◆ Prompt:
Please identify each row below that contains the word "maple" and copy those rows in full.

------ Supplied records

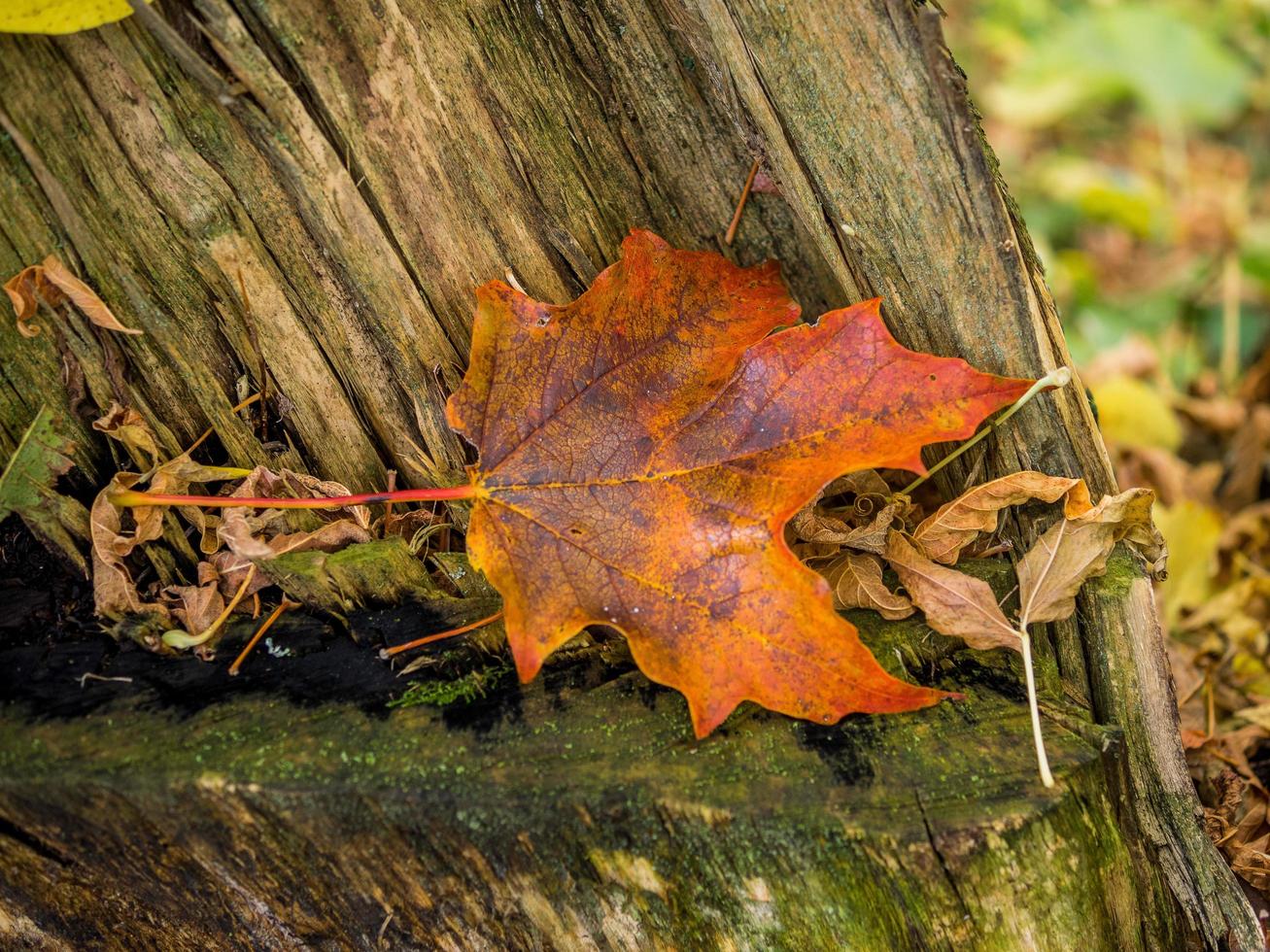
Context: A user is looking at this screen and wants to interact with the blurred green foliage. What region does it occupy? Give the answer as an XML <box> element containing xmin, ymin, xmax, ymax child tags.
<box><xmin>944</xmin><ymin>0</ymin><xmax>1270</xmax><ymax>386</ymax></box>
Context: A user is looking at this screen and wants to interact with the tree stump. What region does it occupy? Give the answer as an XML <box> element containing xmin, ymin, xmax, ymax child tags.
<box><xmin>0</xmin><ymin>0</ymin><xmax>1261</xmax><ymax>949</ymax></box>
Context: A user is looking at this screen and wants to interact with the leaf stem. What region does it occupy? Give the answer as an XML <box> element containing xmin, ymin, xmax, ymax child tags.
<box><xmin>1018</xmin><ymin>626</ymin><xmax>1054</xmax><ymax>787</ymax></box>
<box><xmin>108</xmin><ymin>483</ymin><xmax>476</xmax><ymax>509</ymax></box>
<box><xmin>897</xmin><ymin>367</ymin><xmax>1072</xmax><ymax>496</ymax></box>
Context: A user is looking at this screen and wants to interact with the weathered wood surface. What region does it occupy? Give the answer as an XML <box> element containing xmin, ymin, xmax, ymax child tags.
<box><xmin>0</xmin><ymin>571</ymin><xmax>1168</xmax><ymax>949</ymax></box>
<box><xmin>0</xmin><ymin>0</ymin><xmax>1257</xmax><ymax>947</ymax></box>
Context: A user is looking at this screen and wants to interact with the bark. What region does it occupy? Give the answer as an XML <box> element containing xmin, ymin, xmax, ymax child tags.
<box><xmin>0</xmin><ymin>0</ymin><xmax>1260</xmax><ymax>948</ymax></box>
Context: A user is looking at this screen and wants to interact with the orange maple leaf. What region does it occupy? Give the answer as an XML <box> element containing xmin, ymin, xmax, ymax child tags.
<box><xmin>447</xmin><ymin>231</ymin><xmax>1031</xmax><ymax>737</ymax></box>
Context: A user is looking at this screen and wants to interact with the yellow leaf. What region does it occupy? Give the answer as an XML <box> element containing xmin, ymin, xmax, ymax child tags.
<box><xmin>0</xmin><ymin>0</ymin><xmax>149</xmax><ymax>33</ymax></box>
<box><xmin>1091</xmin><ymin>377</ymin><xmax>1183</xmax><ymax>450</ymax></box>
<box><xmin>1155</xmin><ymin>499</ymin><xmax>1221</xmax><ymax>625</ymax></box>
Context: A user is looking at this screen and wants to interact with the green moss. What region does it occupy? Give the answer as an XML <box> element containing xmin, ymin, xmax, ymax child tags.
<box><xmin>259</xmin><ymin>537</ymin><xmax>442</xmax><ymax>614</ymax></box>
<box><xmin>389</xmin><ymin>662</ymin><xmax>512</xmax><ymax>707</ymax></box>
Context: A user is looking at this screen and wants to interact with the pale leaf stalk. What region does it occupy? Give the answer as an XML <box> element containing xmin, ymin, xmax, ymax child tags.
<box><xmin>1018</xmin><ymin>626</ymin><xmax>1054</xmax><ymax>787</ymax></box>
<box><xmin>898</xmin><ymin>367</ymin><xmax>1072</xmax><ymax>496</ymax></box>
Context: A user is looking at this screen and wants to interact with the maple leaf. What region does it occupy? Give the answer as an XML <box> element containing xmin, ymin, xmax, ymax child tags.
<box><xmin>447</xmin><ymin>231</ymin><xmax>1031</xmax><ymax>736</ymax></box>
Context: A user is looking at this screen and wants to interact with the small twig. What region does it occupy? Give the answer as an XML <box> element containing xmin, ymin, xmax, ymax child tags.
<box><xmin>380</xmin><ymin>608</ymin><xmax>503</xmax><ymax>662</ymax></box>
<box><xmin>723</xmin><ymin>158</ymin><xmax>762</xmax><ymax>245</ymax></box>
<box><xmin>75</xmin><ymin>671</ymin><xmax>132</xmax><ymax>688</ymax></box>
<box><xmin>384</xmin><ymin>469</ymin><xmax>396</xmax><ymax>528</ymax></box>
<box><xmin>897</xmin><ymin>367</ymin><xmax>1072</xmax><ymax>496</ymax></box>
<box><xmin>230</xmin><ymin>596</ymin><xmax>299</xmax><ymax>676</ymax></box>
<box><xmin>182</xmin><ymin>392</ymin><xmax>264</xmax><ymax>456</ymax></box>
<box><xmin>239</xmin><ymin>268</ymin><xmax>269</xmax><ymax>443</ymax></box>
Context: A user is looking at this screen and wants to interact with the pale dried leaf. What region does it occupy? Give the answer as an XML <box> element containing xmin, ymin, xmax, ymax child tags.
<box><xmin>211</xmin><ymin>510</ymin><xmax>371</xmax><ymax>595</ymax></box>
<box><xmin>913</xmin><ymin>471</ymin><xmax>1081</xmax><ymax>564</ymax></box>
<box><xmin>886</xmin><ymin>531</ymin><xmax>1021</xmax><ymax>651</ymax></box>
<box><xmin>42</xmin><ymin>255</ymin><xmax>142</xmax><ymax>334</ymax></box>
<box><xmin>816</xmin><ymin>552</ymin><xmax>913</xmax><ymax>621</ymax></box>
<box><xmin>819</xmin><ymin>469</ymin><xmax>890</xmax><ymax>499</ymax></box>
<box><xmin>1018</xmin><ymin>489</ymin><xmax>1167</xmax><ymax>626</ymax></box>
<box><xmin>162</xmin><ymin>562</ymin><xmax>224</xmax><ymax>642</ymax></box>
<box><xmin>92</xmin><ymin>404</ymin><xmax>158</xmax><ymax>467</ymax></box>
<box><xmin>842</xmin><ymin>500</ymin><xmax>910</xmax><ymax>555</ymax></box>
<box><xmin>88</xmin><ymin>472</ymin><xmax>168</xmax><ymax>618</ymax></box>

------------

◆ Exercise solution:
Context: A user is looking at this screen and wants to interact with the orange maple leaf. What region does it occupy? Give the answer as an XML <box> element containing xmin, ymin, xmax, ymax child tags.
Context: A user is looking at this screen and wants to interact with the maple leaf. What region does it occupy? Give the answer as an XML <box> element containing xmin, ymin, xmax, ymax child tags.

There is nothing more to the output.